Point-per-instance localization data

^^^^

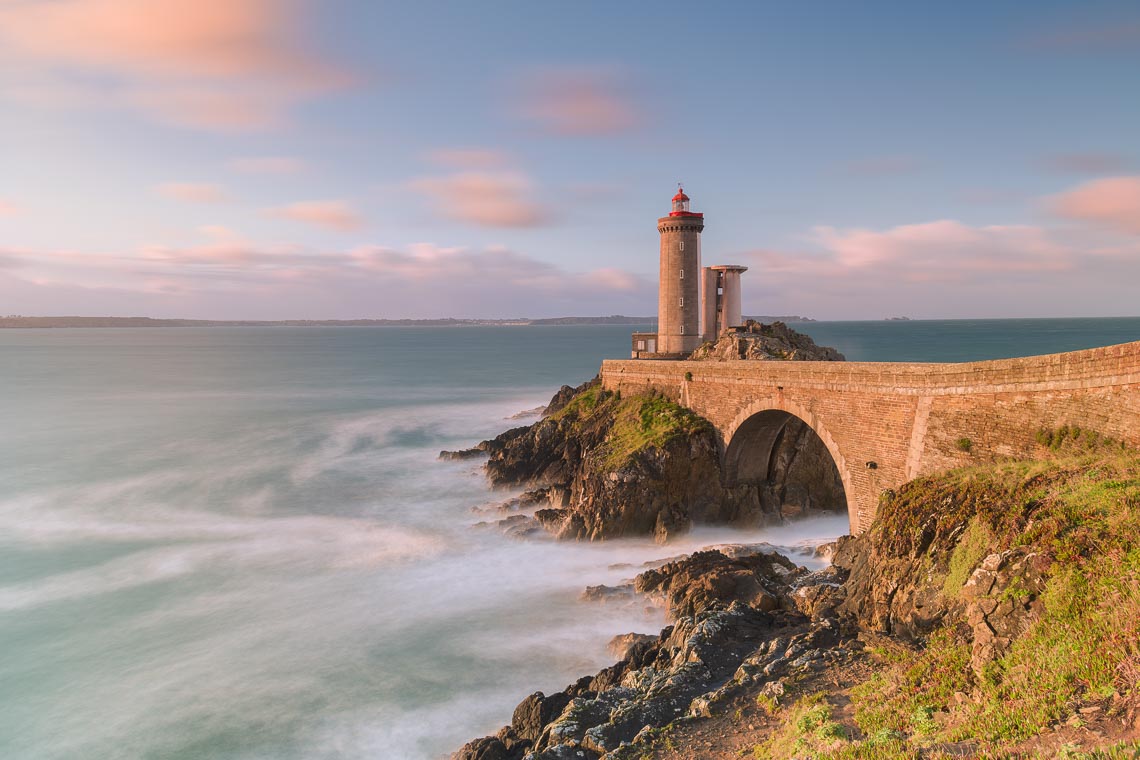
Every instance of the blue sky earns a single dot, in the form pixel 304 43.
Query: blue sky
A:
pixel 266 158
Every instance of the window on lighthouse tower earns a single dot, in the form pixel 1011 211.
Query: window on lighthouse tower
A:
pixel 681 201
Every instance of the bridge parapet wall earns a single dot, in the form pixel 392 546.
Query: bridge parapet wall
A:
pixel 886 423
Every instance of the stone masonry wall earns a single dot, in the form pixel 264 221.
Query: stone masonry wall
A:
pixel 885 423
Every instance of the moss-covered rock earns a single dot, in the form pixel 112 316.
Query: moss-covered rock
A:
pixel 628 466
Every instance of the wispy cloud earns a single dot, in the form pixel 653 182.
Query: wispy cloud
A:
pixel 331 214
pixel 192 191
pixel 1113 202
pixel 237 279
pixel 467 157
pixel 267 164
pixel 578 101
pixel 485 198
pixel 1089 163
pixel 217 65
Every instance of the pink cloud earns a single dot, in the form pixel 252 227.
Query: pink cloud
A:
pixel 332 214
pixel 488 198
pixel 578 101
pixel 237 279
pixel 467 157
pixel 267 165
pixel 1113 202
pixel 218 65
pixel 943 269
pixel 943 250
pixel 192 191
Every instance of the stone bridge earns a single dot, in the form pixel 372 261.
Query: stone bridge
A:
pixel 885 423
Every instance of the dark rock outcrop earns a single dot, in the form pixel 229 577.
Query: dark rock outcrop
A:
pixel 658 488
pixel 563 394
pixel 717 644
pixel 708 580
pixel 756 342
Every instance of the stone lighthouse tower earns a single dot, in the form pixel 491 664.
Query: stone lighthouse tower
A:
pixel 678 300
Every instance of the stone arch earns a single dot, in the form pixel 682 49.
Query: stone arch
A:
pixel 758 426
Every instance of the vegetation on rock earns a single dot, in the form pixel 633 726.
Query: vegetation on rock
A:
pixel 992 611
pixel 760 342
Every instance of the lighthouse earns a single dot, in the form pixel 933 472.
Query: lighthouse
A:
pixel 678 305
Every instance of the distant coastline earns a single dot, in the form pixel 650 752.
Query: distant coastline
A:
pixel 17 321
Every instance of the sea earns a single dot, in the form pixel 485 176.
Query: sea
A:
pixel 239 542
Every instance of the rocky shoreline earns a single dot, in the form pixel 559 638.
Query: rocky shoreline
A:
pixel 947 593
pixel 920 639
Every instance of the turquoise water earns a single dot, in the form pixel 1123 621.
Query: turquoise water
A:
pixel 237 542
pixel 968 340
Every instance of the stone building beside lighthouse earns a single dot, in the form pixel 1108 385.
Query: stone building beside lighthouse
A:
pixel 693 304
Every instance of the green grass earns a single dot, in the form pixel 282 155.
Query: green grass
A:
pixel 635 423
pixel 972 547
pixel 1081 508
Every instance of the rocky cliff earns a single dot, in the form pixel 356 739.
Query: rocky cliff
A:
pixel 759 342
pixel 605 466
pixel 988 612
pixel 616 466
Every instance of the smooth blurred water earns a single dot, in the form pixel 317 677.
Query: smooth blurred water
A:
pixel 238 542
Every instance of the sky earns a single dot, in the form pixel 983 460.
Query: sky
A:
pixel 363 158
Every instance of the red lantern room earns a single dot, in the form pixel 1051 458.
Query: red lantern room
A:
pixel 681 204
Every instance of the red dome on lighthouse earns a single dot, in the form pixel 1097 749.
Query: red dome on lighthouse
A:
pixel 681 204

^^^^

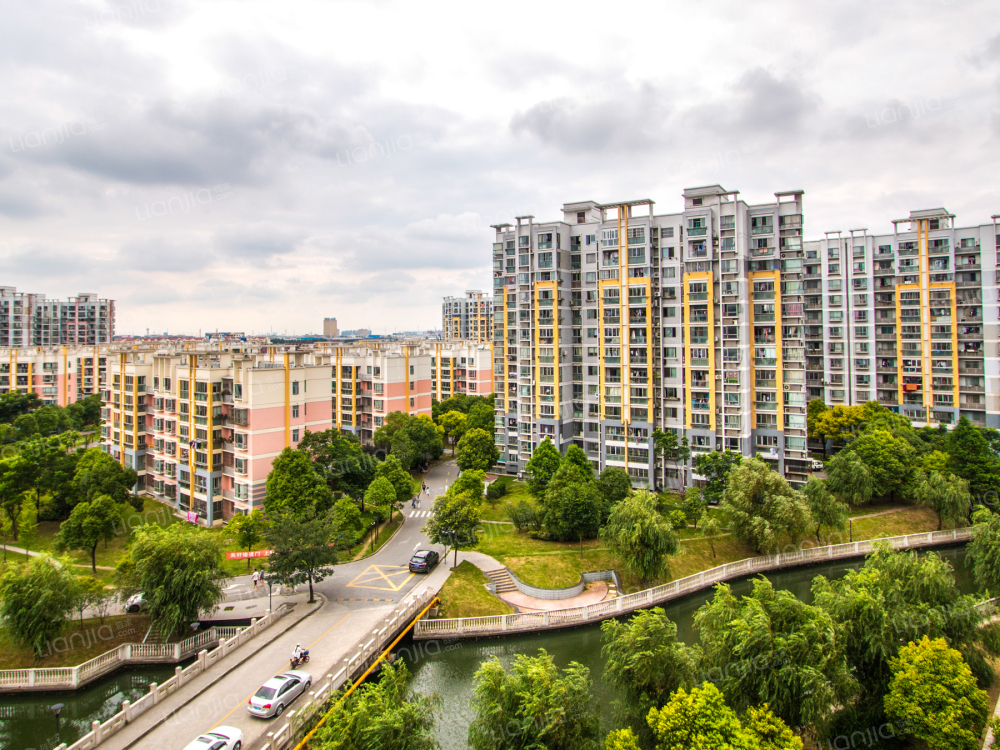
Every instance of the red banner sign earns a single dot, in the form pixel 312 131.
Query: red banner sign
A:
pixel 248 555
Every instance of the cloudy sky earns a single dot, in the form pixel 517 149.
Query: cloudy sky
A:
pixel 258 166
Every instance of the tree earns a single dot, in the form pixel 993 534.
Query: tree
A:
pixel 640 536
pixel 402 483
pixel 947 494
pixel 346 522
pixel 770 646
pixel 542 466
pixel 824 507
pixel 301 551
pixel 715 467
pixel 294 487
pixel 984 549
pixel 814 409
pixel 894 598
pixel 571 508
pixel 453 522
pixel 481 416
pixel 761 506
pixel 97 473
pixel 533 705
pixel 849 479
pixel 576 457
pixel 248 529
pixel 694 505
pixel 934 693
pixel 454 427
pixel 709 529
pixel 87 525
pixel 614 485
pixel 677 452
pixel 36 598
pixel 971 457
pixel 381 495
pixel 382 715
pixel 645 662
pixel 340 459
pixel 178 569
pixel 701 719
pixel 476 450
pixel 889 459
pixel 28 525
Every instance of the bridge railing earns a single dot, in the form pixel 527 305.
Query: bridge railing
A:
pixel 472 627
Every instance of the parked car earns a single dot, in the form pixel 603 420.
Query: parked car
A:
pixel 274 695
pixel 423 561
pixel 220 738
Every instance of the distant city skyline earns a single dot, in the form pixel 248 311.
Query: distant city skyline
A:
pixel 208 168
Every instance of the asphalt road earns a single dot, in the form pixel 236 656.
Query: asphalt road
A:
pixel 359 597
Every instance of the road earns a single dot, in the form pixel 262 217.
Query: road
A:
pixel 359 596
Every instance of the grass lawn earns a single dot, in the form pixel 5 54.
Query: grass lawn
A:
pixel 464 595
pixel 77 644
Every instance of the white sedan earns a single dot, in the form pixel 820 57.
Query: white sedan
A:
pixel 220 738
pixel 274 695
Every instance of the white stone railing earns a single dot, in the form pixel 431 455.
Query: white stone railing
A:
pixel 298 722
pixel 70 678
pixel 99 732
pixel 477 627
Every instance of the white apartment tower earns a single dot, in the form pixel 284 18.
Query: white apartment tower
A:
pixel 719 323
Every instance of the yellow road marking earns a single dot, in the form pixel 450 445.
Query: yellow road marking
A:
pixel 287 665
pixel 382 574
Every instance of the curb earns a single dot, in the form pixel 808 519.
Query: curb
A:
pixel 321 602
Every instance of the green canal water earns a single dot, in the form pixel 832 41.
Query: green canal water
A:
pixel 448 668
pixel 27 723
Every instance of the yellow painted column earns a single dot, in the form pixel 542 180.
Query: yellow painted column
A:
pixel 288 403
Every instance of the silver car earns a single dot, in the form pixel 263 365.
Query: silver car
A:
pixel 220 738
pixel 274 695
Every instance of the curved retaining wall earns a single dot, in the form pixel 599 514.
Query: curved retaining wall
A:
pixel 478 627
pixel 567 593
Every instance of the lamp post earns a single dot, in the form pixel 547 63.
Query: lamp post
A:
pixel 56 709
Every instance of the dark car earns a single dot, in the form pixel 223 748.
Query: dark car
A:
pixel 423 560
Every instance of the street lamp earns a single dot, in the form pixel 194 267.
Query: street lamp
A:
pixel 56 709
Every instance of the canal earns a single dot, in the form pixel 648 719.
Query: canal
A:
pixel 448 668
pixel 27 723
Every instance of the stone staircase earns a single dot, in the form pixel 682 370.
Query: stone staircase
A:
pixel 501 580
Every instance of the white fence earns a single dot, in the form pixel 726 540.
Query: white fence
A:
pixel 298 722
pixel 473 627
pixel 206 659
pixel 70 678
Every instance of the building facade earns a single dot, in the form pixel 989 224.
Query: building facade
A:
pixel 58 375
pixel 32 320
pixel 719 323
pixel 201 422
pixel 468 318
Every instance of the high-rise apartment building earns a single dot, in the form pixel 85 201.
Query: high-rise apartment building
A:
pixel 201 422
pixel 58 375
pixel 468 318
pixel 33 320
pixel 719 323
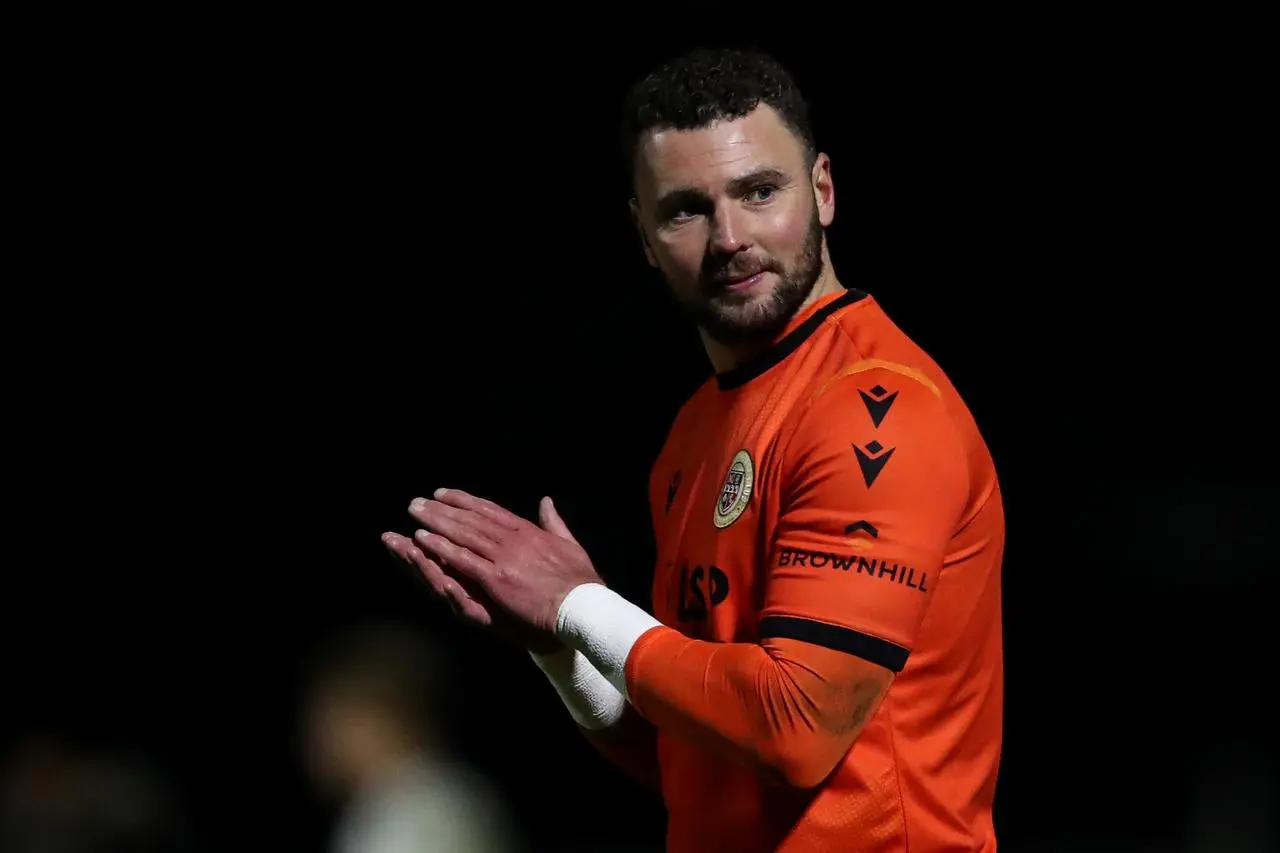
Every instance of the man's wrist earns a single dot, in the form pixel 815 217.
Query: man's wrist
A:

^^^^

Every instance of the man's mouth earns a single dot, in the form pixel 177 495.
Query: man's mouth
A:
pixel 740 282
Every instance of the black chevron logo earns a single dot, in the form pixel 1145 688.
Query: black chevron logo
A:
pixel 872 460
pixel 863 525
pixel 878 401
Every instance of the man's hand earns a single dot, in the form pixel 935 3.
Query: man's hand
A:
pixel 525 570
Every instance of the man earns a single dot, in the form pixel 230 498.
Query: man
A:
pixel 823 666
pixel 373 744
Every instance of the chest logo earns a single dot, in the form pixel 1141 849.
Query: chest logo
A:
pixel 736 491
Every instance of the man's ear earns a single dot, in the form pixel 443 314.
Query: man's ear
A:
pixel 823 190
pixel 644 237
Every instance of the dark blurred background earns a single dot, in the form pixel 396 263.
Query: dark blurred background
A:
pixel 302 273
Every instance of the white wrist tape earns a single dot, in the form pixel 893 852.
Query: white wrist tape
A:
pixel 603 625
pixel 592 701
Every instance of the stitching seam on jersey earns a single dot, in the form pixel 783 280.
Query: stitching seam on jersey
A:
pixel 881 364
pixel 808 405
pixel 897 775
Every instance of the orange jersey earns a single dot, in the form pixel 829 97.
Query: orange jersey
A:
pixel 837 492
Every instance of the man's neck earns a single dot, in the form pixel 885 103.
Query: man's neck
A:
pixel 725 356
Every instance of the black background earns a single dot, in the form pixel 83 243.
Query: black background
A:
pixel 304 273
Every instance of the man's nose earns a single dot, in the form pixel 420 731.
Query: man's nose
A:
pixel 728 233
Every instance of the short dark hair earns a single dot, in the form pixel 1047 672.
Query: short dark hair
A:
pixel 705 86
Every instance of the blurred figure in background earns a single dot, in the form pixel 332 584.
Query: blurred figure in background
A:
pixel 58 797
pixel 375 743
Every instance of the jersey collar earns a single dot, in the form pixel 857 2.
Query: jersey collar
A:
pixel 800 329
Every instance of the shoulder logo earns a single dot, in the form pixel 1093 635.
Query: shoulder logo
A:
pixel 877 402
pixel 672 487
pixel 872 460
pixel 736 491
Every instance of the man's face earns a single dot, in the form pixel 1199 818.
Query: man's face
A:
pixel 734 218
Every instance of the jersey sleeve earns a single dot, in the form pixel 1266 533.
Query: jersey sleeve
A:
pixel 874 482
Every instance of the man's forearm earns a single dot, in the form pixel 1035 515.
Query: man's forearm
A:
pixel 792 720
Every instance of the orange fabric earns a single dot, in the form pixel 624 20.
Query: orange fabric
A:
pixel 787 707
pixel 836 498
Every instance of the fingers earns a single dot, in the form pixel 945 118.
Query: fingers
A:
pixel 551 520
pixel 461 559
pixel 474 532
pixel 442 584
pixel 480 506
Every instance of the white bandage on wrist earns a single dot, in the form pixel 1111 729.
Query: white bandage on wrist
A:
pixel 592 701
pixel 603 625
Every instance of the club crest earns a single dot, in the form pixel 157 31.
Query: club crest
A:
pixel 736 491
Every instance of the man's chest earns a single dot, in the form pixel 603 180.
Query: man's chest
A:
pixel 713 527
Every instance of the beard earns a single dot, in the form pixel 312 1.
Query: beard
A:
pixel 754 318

^^^^

## [Exercise objective]
All lines of the records above that contain the word "curved" are to be copied out.

## [Response box]
Every instance of the curved retaining wall earns a single dot, in the form pixel 599 514.
Query: curved retaining wall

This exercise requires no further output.